Quoted passage
============

Another minor difference in styles is that the European drops down off a horse, whereas a Western rider steps down with the foot planted in a very ample stirrup
. 
What will not be exhibited in Monty’s demonstration arena is the key differences in weight dispersion between Western & European riders The Westerner rides typically “long and low” with the horse having the control of its own head and neck. Most Europeans will, immediately on mounting, take up the reins and restrict the horse’s neck and head - only releasing sufficient length of rein to give the horse occasional relief from bending the neck at the poll. Some breeds of horse, when fit and well schooled, will readily accept coming down ‘on the bit’ with the horse’s head taking up the traditional ‘ramener’ position. However the more common breeds of horse with shorter necks find this a more difficult posture to retain but they will nevertheless be ridden in contact - that is the rider will shorten the reins to allow at all times close contact of the rider’s hands with the horse’s mouth. Westerners leave the horse with more freedom of control of the head and neck.

============

Given task 1
Rewrite the paragraph of the riding-styles passage that begins "What will not be exhibited" as a short bulleted list that keeps its main facts.
Given task 2
Answer these questions from the riding-styles passage, one line each:
(a) How does a Western rider get down from a horse?
(b) What does riding "in contact" mean?
(c) Which horses find the "ramener" position harder to hold?
Given task 3
Based on the riding-styles passage, say yes or no to each statement and quote the words that decide it:
(a) A European rider steps down off a horse.
(b) Westerners typically ride long and low.
(c) Most Europeans wait a while after mounting before taking up the reins.
The listing after this comes from a separate source and has no connection to the text above it.

============

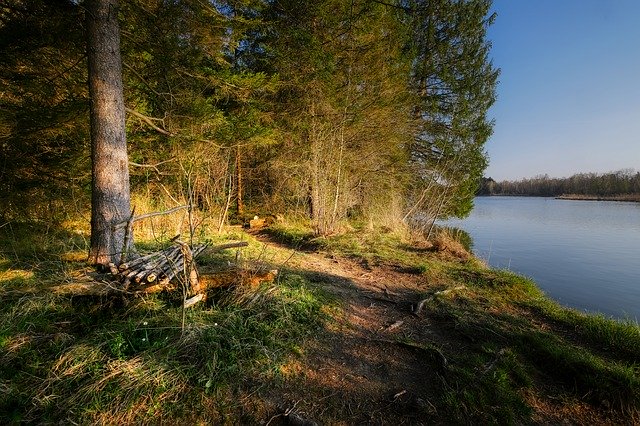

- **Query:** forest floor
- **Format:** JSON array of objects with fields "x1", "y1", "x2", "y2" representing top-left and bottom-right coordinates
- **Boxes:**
[{"x1": 0, "y1": 226, "x2": 640, "y2": 425}]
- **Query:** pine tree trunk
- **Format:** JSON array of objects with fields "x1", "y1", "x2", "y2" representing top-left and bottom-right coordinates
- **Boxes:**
[{"x1": 86, "y1": 0, "x2": 132, "y2": 265}]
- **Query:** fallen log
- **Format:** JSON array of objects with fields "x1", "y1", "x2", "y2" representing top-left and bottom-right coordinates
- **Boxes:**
[{"x1": 109, "y1": 239, "x2": 248, "y2": 294}]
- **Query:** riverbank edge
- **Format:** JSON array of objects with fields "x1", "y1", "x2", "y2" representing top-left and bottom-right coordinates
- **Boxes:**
[
  {"x1": 0, "y1": 226, "x2": 640, "y2": 424},
  {"x1": 554, "y1": 194, "x2": 640, "y2": 203},
  {"x1": 476, "y1": 194, "x2": 640, "y2": 203}
]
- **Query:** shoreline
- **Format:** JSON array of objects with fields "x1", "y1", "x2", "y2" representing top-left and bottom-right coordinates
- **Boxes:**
[{"x1": 554, "y1": 194, "x2": 640, "y2": 203}]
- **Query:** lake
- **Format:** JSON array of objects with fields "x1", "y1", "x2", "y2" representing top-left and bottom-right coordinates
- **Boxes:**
[{"x1": 440, "y1": 197, "x2": 640, "y2": 321}]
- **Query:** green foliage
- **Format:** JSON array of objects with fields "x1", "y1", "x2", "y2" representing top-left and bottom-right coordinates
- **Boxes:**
[{"x1": 0, "y1": 258, "x2": 326, "y2": 423}]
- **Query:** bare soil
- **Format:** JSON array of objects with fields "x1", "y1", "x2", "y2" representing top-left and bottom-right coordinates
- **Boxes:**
[{"x1": 245, "y1": 236, "x2": 630, "y2": 425}]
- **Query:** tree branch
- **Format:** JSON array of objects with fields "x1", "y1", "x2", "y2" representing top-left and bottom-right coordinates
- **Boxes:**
[{"x1": 125, "y1": 108, "x2": 174, "y2": 136}]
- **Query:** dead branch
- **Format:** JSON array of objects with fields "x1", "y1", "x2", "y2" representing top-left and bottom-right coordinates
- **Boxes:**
[{"x1": 412, "y1": 285, "x2": 466, "y2": 316}]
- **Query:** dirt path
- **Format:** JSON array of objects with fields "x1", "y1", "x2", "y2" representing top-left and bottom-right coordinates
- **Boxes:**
[{"x1": 255, "y1": 241, "x2": 446, "y2": 425}]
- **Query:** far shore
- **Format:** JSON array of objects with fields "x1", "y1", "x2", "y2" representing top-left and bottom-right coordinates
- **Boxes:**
[{"x1": 555, "y1": 194, "x2": 640, "y2": 203}]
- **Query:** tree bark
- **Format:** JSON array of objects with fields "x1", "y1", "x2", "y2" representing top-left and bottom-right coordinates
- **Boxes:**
[
  {"x1": 236, "y1": 145, "x2": 244, "y2": 216},
  {"x1": 86, "y1": 0, "x2": 133, "y2": 265}
]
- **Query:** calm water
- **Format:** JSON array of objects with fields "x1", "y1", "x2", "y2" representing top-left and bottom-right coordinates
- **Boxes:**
[{"x1": 447, "y1": 197, "x2": 640, "y2": 321}]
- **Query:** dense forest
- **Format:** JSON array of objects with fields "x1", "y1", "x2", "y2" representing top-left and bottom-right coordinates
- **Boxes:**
[
  {"x1": 0, "y1": 0, "x2": 499, "y2": 256},
  {"x1": 479, "y1": 170, "x2": 640, "y2": 197}
]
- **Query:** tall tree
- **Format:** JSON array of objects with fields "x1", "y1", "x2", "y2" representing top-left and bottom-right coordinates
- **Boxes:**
[
  {"x1": 86, "y1": 0, "x2": 131, "y2": 265},
  {"x1": 408, "y1": 0, "x2": 499, "y2": 226}
]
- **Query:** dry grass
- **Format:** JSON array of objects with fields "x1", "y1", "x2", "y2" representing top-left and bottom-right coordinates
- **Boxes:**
[{"x1": 432, "y1": 228, "x2": 473, "y2": 261}]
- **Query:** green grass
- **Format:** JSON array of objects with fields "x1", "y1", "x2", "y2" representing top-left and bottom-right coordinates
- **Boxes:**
[
  {"x1": 0, "y1": 231, "x2": 328, "y2": 424},
  {"x1": 0, "y1": 221, "x2": 640, "y2": 424}
]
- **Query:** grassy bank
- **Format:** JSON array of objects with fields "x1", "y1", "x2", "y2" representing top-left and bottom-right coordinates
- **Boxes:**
[
  {"x1": 556, "y1": 194, "x2": 640, "y2": 203},
  {"x1": 0, "y1": 221, "x2": 640, "y2": 425}
]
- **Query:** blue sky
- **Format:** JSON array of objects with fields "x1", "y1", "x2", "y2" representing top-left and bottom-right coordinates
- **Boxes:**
[{"x1": 485, "y1": 0, "x2": 640, "y2": 180}]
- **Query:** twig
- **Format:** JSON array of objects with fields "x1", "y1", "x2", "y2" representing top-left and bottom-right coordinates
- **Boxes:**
[{"x1": 114, "y1": 205, "x2": 189, "y2": 229}]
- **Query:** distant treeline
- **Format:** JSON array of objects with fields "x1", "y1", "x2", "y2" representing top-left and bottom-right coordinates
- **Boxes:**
[{"x1": 478, "y1": 170, "x2": 640, "y2": 197}]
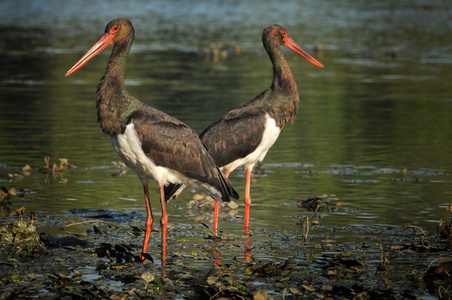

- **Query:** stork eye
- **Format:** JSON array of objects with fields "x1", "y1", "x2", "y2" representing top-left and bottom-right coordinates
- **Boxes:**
[{"x1": 110, "y1": 25, "x2": 121, "y2": 33}]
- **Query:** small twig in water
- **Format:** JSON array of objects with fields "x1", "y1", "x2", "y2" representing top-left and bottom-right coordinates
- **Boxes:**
[
  {"x1": 64, "y1": 220, "x2": 119, "y2": 228},
  {"x1": 402, "y1": 225, "x2": 427, "y2": 238}
]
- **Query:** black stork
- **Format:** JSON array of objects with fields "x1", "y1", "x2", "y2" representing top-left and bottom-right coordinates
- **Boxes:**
[
  {"x1": 165, "y1": 24, "x2": 323, "y2": 234},
  {"x1": 65, "y1": 19, "x2": 238, "y2": 266}
]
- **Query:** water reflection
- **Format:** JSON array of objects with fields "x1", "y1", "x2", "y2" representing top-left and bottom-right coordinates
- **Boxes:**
[{"x1": 0, "y1": 0, "x2": 452, "y2": 274}]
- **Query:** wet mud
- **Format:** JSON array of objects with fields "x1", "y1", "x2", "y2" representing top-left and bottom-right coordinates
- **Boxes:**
[{"x1": 0, "y1": 187, "x2": 452, "y2": 299}]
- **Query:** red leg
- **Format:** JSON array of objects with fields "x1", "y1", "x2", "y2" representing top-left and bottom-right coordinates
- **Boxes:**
[
  {"x1": 245, "y1": 167, "x2": 251, "y2": 233},
  {"x1": 160, "y1": 185, "x2": 168, "y2": 267},
  {"x1": 141, "y1": 183, "x2": 154, "y2": 261},
  {"x1": 213, "y1": 169, "x2": 231, "y2": 235}
]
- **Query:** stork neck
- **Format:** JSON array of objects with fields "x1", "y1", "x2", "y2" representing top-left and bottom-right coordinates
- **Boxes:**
[
  {"x1": 99, "y1": 36, "x2": 133, "y2": 87},
  {"x1": 268, "y1": 46, "x2": 297, "y2": 91}
]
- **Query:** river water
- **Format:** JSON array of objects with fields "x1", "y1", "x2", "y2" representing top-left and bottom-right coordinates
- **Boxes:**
[{"x1": 0, "y1": 0, "x2": 452, "y2": 278}]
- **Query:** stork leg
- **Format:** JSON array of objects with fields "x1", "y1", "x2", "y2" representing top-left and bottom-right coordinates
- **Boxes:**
[
  {"x1": 213, "y1": 169, "x2": 231, "y2": 235},
  {"x1": 245, "y1": 167, "x2": 252, "y2": 233},
  {"x1": 141, "y1": 183, "x2": 154, "y2": 261},
  {"x1": 160, "y1": 185, "x2": 168, "y2": 267}
]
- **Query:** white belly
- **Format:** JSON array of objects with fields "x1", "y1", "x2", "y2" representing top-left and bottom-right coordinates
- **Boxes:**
[
  {"x1": 110, "y1": 123, "x2": 180, "y2": 185},
  {"x1": 221, "y1": 114, "x2": 281, "y2": 172},
  {"x1": 110, "y1": 123, "x2": 221, "y2": 200}
]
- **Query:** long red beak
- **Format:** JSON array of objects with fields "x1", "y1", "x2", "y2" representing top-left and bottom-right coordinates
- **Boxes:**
[
  {"x1": 64, "y1": 33, "x2": 115, "y2": 77},
  {"x1": 284, "y1": 36, "x2": 323, "y2": 68}
]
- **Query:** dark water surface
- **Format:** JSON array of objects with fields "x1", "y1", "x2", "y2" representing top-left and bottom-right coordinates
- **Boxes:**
[{"x1": 0, "y1": 0, "x2": 452, "y2": 290}]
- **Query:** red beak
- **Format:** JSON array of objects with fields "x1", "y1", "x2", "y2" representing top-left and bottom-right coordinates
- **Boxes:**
[
  {"x1": 284, "y1": 36, "x2": 323, "y2": 68},
  {"x1": 64, "y1": 33, "x2": 115, "y2": 77}
]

============

Correct response 1
- The key differences in weight dispersion between Western and European riders won't be shown in Monty's demonstration arena.
- Westerners typically ride "long and low," letting the horse control its own head and neck.
- Most Europeans take up the reins right after mounting and restrict the horse's head and neck. They give only enough rein for occasional relief from bending the neck at the poll.
- Some breeds, when fit and well schooled, readily come down "on the bit" into the traditional "ramener" position.
- More common breeds with shorter necks find that posture harder to hold. They are still ridden in contact, with shortened reins that keep the rider's hands close to the horse's mouth at all times.
- Westerners give the horse more freedom over its head and neck.

Correct response 2
(a) The rider steps down with the foot planted in a very ample stirrup.
(b) The rider shortens the reins to keep close contact of the hands with the horse's mouth at all times.
(c) The more common breeds with shorter necks.

Correct response 3
(a) No: "the European drops down off a horse"
(b) Yes: "The Westerner rides typically “long and low”"
(c) No: "Most Europeans will, immediately on mounting, take up the reins"